INPUT
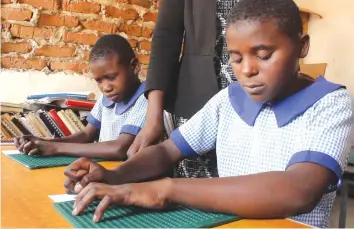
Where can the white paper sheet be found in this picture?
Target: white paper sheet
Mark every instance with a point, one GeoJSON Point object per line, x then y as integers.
{"type": "Point", "coordinates": [62, 197]}
{"type": "Point", "coordinates": [9, 152]}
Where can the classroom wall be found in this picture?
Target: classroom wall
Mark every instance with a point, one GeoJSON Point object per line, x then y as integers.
{"type": "Point", "coordinates": [15, 85]}
{"type": "Point", "coordinates": [332, 38]}
{"type": "Point", "coordinates": [56, 35]}
{"type": "Point", "coordinates": [331, 42]}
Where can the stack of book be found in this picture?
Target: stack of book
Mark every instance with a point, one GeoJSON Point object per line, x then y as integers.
{"type": "Point", "coordinates": [46, 116]}
{"type": "Point", "coordinates": [40, 123]}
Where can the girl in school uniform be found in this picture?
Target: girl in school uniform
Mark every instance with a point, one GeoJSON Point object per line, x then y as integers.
{"type": "Point", "coordinates": [282, 140]}
{"type": "Point", "coordinates": [118, 115]}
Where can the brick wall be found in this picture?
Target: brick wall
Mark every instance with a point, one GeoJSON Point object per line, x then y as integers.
{"type": "Point", "coordinates": [56, 35]}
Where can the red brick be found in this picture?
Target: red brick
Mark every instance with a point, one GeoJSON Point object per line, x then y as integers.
{"type": "Point", "coordinates": [146, 32]}
{"type": "Point", "coordinates": [145, 45]}
{"type": "Point", "coordinates": [143, 3]}
{"type": "Point", "coordinates": [82, 7]}
{"type": "Point", "coordinates": [144, 59]}
{"type": "Point", "coordinates": [143, 73]}
{"type": "Point", "coordinates": [80, 38]}
{"type": "Point", "coordinates": [55, 51]}
{"type": "Point", "coordinates": [45, 4]}
{"type": "Point", "coordinates": [22, 31]}
{"type": "Point", "coordinates": [101, 26]}
{"type": "Point", "coordinates": [128, 14]}
{"type": "Point", "coordinates": [22, 63]}
{"type": "Point", "coordinates": [16, 14]}
{"type": "Point", "coordinates": [45, 33]}
{"type": "Point", "coordinates": [86, 55]}
{"type": "Point", "coordinates": [133, 43]}
{"type": "Point", "coordinates": [62, 66]}
{"type": "Point", "coordinates": [158, 3]}
{"type": "Point", "coordinates": [31, 32]}
{"type": "Point", "coordinates": [150, 17]}
{"type": "Point", "coordinates": [5, 25]}
{"type": "Point", "coordinates": [132, 29]}
{"type": "Point", "coordinates": [21, 47]}
{"type": "Point", "coordinates": [6, 1]}
{"type": "Point", "coordinates": [57, 20]}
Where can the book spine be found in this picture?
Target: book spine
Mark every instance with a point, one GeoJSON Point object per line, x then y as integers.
{"type": "Point", "coordinates": [7, 119]}
{"type": "Point", "coordinates": [50, 121]}
{"type": "Point", "coordinates": [66, 122]}
{"type": "Point", "coordinates": [5, 132]}
{"type": "Point", "coordinates": [59, 122]}
{"type": "Point", "coordinates": [58, 95]}
{"type": "Point", "coordinates": [76, 120]}
{"type": "Point", "coordinates": [8, 128]}
{"type": "Point", "coordinates": [32, 129]}
{"type": "Point", "coordinates": [79, 104]}
{"type": "Point", "coordinates": [71, 121]}
{"type": "Point", "coordinates": [34, 122]}
{"type": "Point", "coordinates": [19, 125]}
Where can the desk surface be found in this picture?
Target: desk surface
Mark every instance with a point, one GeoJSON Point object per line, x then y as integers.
{"type": "Point", "coordinates": [21, 188]}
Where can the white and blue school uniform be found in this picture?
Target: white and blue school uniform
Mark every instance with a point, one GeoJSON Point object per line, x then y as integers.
{"type": "Point", "coordinates": [313, 125]}
{"type": "Point", "coordinates": [112, 118]}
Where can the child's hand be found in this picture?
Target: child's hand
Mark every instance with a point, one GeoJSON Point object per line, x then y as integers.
{"type": "Point", "coordinates": [82, 172]}
{"type": "Point", "coordinates": [149, 195]}
{"type": "Point", "coordinates": [149, 135]}
{"type": "Point", "coordinates": [27, 144]}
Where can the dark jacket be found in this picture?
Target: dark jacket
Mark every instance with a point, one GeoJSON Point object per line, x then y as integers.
{"type": "Point", "coordinates": [190, 82]}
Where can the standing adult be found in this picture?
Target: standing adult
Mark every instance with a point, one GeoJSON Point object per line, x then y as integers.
{"type": "Point", "coordinates": [183, 83]}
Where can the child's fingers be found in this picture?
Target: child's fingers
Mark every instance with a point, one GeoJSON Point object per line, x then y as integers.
{"type": "Point", "coordinates": [83, 199]}
{"type": "Point", "coordinates": [133, 148]}
{"type": "Point", "coordinates": [76, 170]}
{"type": "Point", "coordinates": [17, 142]}
{"type": "Point", "coordinates": [69, 186]}
{"type": "Point", "coordinates": [27, 147]}
{"type": "Point", "coordinates": [20, 148]}
{"type": "Point", "coordinates": [91, 177]}
{"type": "Point", "coordinates": [33, 151]}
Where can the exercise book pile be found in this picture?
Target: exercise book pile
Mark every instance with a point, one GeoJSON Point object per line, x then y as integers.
{"type": "Point", "coordinates": [46, 115]}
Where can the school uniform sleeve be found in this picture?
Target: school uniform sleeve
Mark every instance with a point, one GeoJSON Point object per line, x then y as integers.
{"type": "Point", "coordinates": [136, 120]}
{"type": "Point", "coordinates": [95, 116]}
{"type": "Point", "coordinates": [326, 140]}
{"type": "Point", "coordinates": [166, 49]}
{"type": "Point", "coordinates": [198, 135]}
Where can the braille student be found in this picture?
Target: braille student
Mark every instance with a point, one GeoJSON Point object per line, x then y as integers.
{"type": "Point", "coordinates": [118, 115]}
{"type": "Point", "coordinates": [281, 139]}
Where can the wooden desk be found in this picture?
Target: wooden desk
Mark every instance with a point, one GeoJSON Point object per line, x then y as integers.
{"type": "Point", "coordinates": [25, 202]}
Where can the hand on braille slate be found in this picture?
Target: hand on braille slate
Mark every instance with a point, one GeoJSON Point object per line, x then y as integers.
{"type": "Point", "coordinates": [32, 145]}
{"type": "Point", "coordinates": [148, 195]}
{"type": "Point", "coordinates": [82, 172]}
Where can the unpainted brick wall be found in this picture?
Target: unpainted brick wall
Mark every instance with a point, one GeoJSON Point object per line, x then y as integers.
{"type": "Point", "coordinates": [56, 35]}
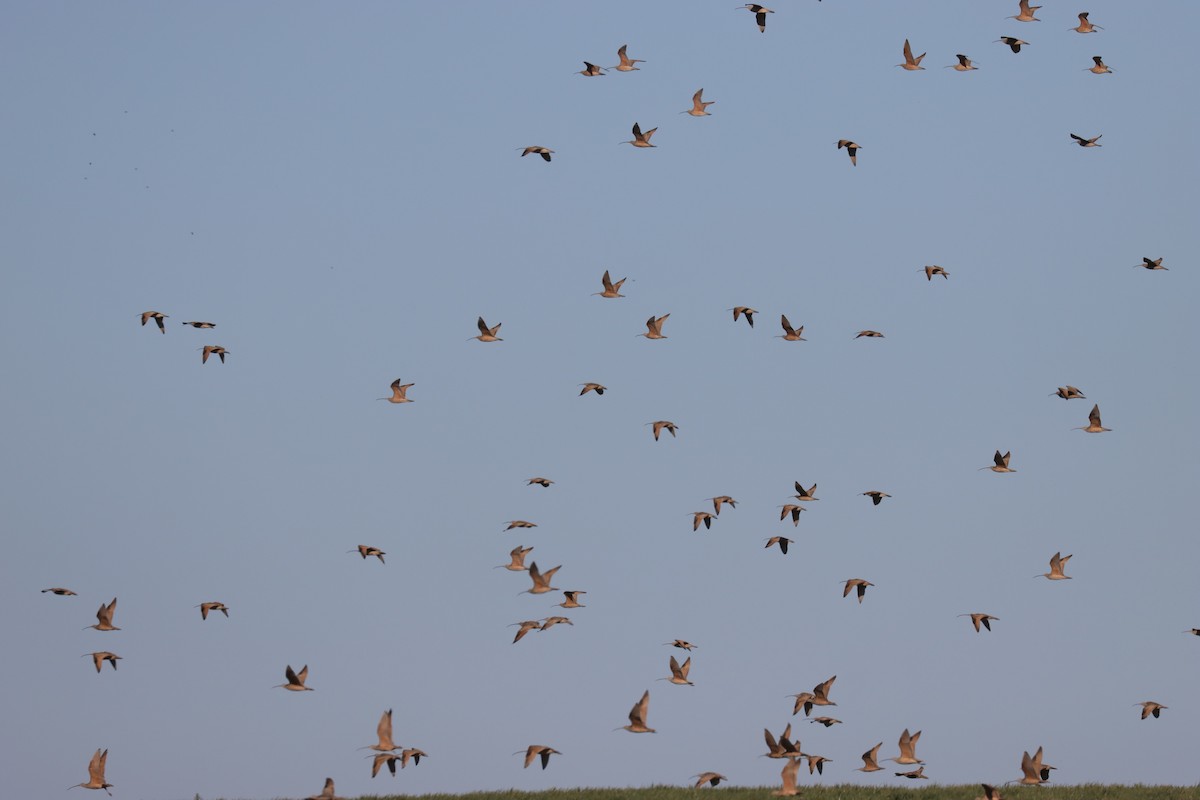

THE PROBLEM
Starting with the line that contains "Target: exercise book pile", reproduce every line to the end of the material above, both end lines included, exactly and with no pictures.

RESPONSE
Target: exercise book pile
Mark every instance with a point, one GeoJSON Point object per line, x then y as integers.
{"type": "Point", "coordinates": [46, 115]}
Where can the school uniform sleeve be found in this picture?
Target: school uniform sleeve
Mark every instance with a point, one GeoJSON Point object per line, x then y as integers.
{"type": "Point", "coordinates": [136, 120]}
{"type": "Point", "coordinates": [95, 116]}
{"type": "Point", "coordinates": [326, 140]}
{"type": "Point", "coordinates": [166, 49]}
{"type": "Point", "coordinates": [198, 135]}
Where can the braille student be found in this picture?
Target: braille student
Mark every instance with a point, one GeoJSON Point object per line, x then y as integers.
{"type": "Point", "coordinates": [118, 115]}
{"type": "Point", "coordinates": [281, 139]}
Where can the wooden desk be found in this picture?
Target: wooden desk
Mark every instance with a point, one GeoJSON Point object per line, x then y as integers.
{"type": "Point", "coordinates": [25, 202]}
Where can the hand on braille slate be found in this picture?
Target: hand on braille slate
Mark every instance with a point, one GeoJSON Point object per line, x then y as integers.
{"type": "Point", "coordinates": [32, 145]}
{"type": "Point", "coordinates": [148, 195]}
{"type": "Point", "coordinates": [82, 172]}
Where can the unpainted brick wall be found in this picture?
Target: unpainted brick wall
Mark every instance with a point, one GeoJSON Point object per line, x then y as integers.
{"type": "Point", "coordinates": [56, 35]}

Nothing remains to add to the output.